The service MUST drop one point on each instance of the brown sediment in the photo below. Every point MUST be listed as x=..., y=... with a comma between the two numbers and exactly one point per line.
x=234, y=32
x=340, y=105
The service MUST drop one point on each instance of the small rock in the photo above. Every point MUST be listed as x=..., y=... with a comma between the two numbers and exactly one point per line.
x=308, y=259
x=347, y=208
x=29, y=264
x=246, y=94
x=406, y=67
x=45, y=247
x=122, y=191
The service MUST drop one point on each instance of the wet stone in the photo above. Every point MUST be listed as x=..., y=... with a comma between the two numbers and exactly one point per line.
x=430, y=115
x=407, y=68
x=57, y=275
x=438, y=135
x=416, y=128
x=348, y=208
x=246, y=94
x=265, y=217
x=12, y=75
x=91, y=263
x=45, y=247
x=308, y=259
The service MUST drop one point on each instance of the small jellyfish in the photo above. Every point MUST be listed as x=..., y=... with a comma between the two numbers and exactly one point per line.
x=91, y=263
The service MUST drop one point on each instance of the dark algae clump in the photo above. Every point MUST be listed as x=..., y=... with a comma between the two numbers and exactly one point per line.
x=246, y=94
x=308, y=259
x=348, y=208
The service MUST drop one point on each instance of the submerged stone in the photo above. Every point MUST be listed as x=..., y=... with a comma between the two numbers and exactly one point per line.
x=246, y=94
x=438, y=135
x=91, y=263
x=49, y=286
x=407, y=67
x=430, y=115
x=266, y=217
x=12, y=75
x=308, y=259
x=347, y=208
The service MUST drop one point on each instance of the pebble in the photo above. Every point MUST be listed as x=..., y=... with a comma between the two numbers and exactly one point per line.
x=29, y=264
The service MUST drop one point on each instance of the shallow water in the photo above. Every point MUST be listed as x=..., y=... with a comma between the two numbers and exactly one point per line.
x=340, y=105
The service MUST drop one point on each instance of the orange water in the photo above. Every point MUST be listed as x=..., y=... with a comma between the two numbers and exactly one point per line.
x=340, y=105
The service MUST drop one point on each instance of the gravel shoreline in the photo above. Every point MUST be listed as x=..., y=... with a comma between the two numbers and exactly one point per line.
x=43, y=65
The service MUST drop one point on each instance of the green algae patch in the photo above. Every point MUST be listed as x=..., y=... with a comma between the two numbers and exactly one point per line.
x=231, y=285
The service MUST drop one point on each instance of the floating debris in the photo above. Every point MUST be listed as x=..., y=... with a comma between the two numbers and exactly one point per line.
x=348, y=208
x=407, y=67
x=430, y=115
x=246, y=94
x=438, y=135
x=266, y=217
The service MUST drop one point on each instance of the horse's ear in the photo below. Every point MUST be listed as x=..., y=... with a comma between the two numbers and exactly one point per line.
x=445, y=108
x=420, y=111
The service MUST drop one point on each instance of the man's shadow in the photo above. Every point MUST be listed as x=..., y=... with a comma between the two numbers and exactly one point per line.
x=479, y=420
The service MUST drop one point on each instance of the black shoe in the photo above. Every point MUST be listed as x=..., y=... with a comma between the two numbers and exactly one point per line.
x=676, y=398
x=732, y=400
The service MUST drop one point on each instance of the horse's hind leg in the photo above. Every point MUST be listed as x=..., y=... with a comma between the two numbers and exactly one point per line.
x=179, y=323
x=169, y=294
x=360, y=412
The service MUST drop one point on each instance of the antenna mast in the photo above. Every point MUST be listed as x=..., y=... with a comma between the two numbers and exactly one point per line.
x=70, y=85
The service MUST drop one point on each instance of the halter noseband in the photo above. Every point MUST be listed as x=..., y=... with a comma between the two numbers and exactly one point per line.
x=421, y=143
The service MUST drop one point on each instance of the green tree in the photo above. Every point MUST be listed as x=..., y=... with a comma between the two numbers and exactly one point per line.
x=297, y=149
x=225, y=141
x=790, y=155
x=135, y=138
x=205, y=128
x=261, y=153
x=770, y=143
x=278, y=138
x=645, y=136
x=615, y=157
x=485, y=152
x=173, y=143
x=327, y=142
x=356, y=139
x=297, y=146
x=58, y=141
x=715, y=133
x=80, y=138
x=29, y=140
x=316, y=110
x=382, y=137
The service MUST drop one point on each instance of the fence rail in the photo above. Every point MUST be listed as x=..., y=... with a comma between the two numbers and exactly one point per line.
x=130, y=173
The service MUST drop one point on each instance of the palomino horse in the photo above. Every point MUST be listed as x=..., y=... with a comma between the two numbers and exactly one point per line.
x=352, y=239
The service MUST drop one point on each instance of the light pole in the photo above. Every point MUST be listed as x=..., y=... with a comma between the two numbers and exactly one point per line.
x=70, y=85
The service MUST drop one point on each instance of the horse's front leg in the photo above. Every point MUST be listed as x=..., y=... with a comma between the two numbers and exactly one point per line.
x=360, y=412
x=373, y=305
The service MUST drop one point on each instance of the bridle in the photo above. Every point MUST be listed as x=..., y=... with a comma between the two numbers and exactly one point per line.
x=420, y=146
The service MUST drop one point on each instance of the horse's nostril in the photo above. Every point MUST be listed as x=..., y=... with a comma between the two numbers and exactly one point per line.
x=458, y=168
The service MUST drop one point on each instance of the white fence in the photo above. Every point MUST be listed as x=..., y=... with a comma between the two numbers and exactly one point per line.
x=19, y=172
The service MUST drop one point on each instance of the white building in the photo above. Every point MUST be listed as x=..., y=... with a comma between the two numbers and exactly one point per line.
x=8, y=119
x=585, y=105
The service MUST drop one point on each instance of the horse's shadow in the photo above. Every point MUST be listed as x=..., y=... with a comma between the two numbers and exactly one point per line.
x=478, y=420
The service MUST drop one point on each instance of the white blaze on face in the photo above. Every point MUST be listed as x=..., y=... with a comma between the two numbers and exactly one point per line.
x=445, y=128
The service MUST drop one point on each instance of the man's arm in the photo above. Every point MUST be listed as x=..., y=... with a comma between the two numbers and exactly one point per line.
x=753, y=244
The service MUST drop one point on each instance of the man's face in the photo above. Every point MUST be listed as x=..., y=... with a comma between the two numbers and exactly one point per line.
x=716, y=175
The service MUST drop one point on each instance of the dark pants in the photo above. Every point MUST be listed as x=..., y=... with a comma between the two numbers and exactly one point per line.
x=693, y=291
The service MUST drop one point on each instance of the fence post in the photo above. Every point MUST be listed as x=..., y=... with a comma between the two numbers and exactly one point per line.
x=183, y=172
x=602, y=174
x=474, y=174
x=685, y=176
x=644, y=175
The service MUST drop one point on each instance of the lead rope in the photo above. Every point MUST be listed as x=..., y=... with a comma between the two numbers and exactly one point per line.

Task instructions » Copy out every one of the lines above word for word, with nothing changed.

Written answer »
The service MUST drop one point on each instance of the brown sediment in the photo below. Every point MUST be listed as x=..., y=... with a comma between the two numbers and exactly one point per line.
x=234, y=32
x=340, y=105
The service MUST drop one point on each instance of the small rock in the photo above. Every point MUST be listed as x=..., y=... with a comma between the two numbers and exactly one point per line.
x=308, y=259
x=347, y=208
x=29, y=264
x=246, y=94
x=406, y=67
x=45, y=247
x=122, y=191
The service MUST drop one point on each instance of the wet stone in the photo above. Every point MUST be listed as x=..., y=... with a comma between the two numbers and exactly one point per line.
x=430, y=115
x=407, y=68
x=57, y=275
x=438, y=135
x=416, y=128
x=348, y=208
x=246, y=94
x=265, y=217
x=12, y=75
x=91, y=263
x=45, y=247
x=308, y=259
The service MUST drop one point on each instance of the small jellyfish in the photo above. Every point MUST be listed as x=..., y=... with a comma between the two numbers and exactly one point per line.
x=91, y=263
The service MUST drop one point on each instance of the dark algae clump in the photo above. Every point MUST be listed as x=..., y=... with a comma between the two numbers and exactly one point per line.
x=246, y=94
x=308, y=259
x=348, y=208
The service MUST drop one point on each instance of the submerged stone in the photo above. Every point MUST be listed as x=..., y=... with a comma between the two numbers and exactly one point per line.
x=246, y=94
x=438, y=135
x=91, y=263
x=49, y=286
x=407, y=67
x=430, y=115
x=266, y=217
x=12, y=75
x=308, y=259
x=347, y=208
The service MUST drop one point on each instance of the pebble in the photo above. Every point MUST be listed as x=..., y=... with a comma between the two numbers and exactly one point per line.
x=29, y=264
The service MUST drop one point on each instance of the shallow water in the photo above. Every point MUST be listed as x=..., y=... with a comma between the two numbers and exactly one point per line.
x=340, y=105
The service MUST drop one point on each instance of the orange water in the photo above. Every point MUST be listed as x=..., y=... with a comma between the two numbers and exactly one point per line.
x=340, y=105
The service MUST drop one point on each instance of the gravel shoreline in the photo above. Every point MUST be listed as x=..., y=... with a comma between the two numbers and exactly one point per line.
x=43, y=65
The service MUST drop one point on each instance of the green algae patch in the photo above. Every point MUST be listed as x=..., y=... with a comma between the two numbers and exactly one point per line.
x=231, y=285
The service MUST drop one point on each instance of the floating debris in the photo above. Every point MUST be listed as x=..., y=... with a comma between the two numbers and exactly one point per line.
x=348, y=208
x=407, y=67
x=430, y=115
x=246, y=94
x=438, y=135
x=266, y=217
The service MUST drop one point on each instance of the horse's ear in the photo below. Every point MUST be listed as x=..., y=... with a comma between the two numbers and exactly one point per line.
x=445, y=108
x=420, y=111
The service MUST drop one point on each instance of the man's shadow in the photo above. Every point MUST be listed as x=..., y=... with a comma between the two numbers and exactly one point per line.
x=479, y=420
The service MUST drop one point on each instance of the black shoe in the photo above. Every point MUST be listed as x=..., y=... with a comma between the two numbers and exactly one point per line.
x=676, y=398
x=732, y=400
The service MUST drop one point on each instance of the horse's hind leg in the photo above. Every point MUST be listed as x=..., y=... with a comma between the two numbers and exactly one point per line.
x=179, y=323
x=169, y=294
x=360, y=412
The service MUST drop one point on each instance of the antenna mast in the photo above. Every point MUST be listed as x=..., y=... with a comma between the two numbers and exactly one point per line.
x=70, y=85
The service MUST drop one point on each instance of the halter noseband in the photo above. Every point MUST be listed as x=..., y=... with a comma between the two numbers and exactly one point per line.
x=421, y=143
The service MUST drop one point on each instance of the green tree in the photo above. Every point MUST be listed as x=..., y=... with a comma between the two numbers and exactly one point per line.
x=297, y=149
x=225, y=141
x=790, y=155
x=135, y=138
x=205, y=128
x=261, y=153
x=770, y=143
x=278, y=138
x=645, y=136
x=615, y=157
x=485, y=152
x=173, y=143
x=327, y=142
x=356, y=139
x=297, y=146
x=58, y=141
x=715, y=133
x=80, y=138
x=29, y=140
x=316, y=110
x=382, y=137
The service MUST drop one point on each instance of the fence rail in the photo above. Every point MUST be listed as x=..., y=... with a comma between the two numbers and exactly one point per line.
x=130, y=173
The service MUST drop one point on each instance of the palomino horse in the photo above. Every point MUST be listed as x=..., y=... with a comma between the two numbers and exactly one point per line.
x=352, y=239
The service MUST drop one point on each instance of the light pole in the photo above. Every point MUST be listed as x=..., y=... with a comma between the two numbers and exactly one point per line.
x=70, y=85
The service MUST drop one point on each instance of the horse's front leg in the photo above. Every point MUST be listed as x=..., y=... with a comma between the two numbers and exactly one point per line.
x=360, y=412
x=373, y=305
The service MUST drop one point on each instance of the bridle in the photo above. Every point MUST be listed as x=..., y=... with a comma between the two numbers and exactly one point per line.
x=420, y=146
The service MUST drop one point on each instance of the horse's nostril in the photo above. Every point MUST be listed as x=..., y=... with a comma between the two numbers and exactly one point per line.
x=458, y=168
The service MUST drop one point on each instance of the white fence in the photo above. Every point MUST be listed as x=..., y=... with a comma between the two numbers and exactly one point per line.
x=19, y=172
The service MUST drop one point on each instance of the white building in the photo above. Every point MUST be listed as x=..., y=... with a comma between the two numbers and exactly one point per line.
x=8, y=119
x=585, y=105
The service MUST drop one point on each instance of the horse's shadow in the photo above. Every point MUST be listed as x=..., y=... with a comma between the two numbers and exactly one point per line.
x=478, y=420
The service MUST drop one point on each instance of the white blaze on face in the photo above. Every point MUST be listed as x=..., y=... with a comma between the two numbers and exactly one point per line.
x=445, y=128
The service MUST drop one point on each instance of the man's arm in the photo above. Every point MUST be listed as x=..., y=... with a comma between the two numbers and exactly one point per line.
x=753, y=244
The service MUST drop one point on each instance of the man's face in the photo above. Every point MUST be listed as x=..., y=... with a comma between the two numbers and exactly one point per line.
x=716, y=175
The service MUST drop one point on each instance of the dark pants in the photo above. Every point MUST be listed as x=..., y=... with a comma between the two numbers and exactly one point per line.
x=693, y=291
The service MUST drop one point on each instance of the fence post in the photo above. Every point MUST be listed as x=..., y=... with a comma between the two numbers and exactly one point per line.
x=183, y=172
x=602, y=174
x=474, y=174
x=685, y=176
x=644, y=175
The service MUST drop one point on each instance of the lead rope in the photo above. Every point MUST be listed as x=..., y=... with a comma between the two numbers and exactly one point per line.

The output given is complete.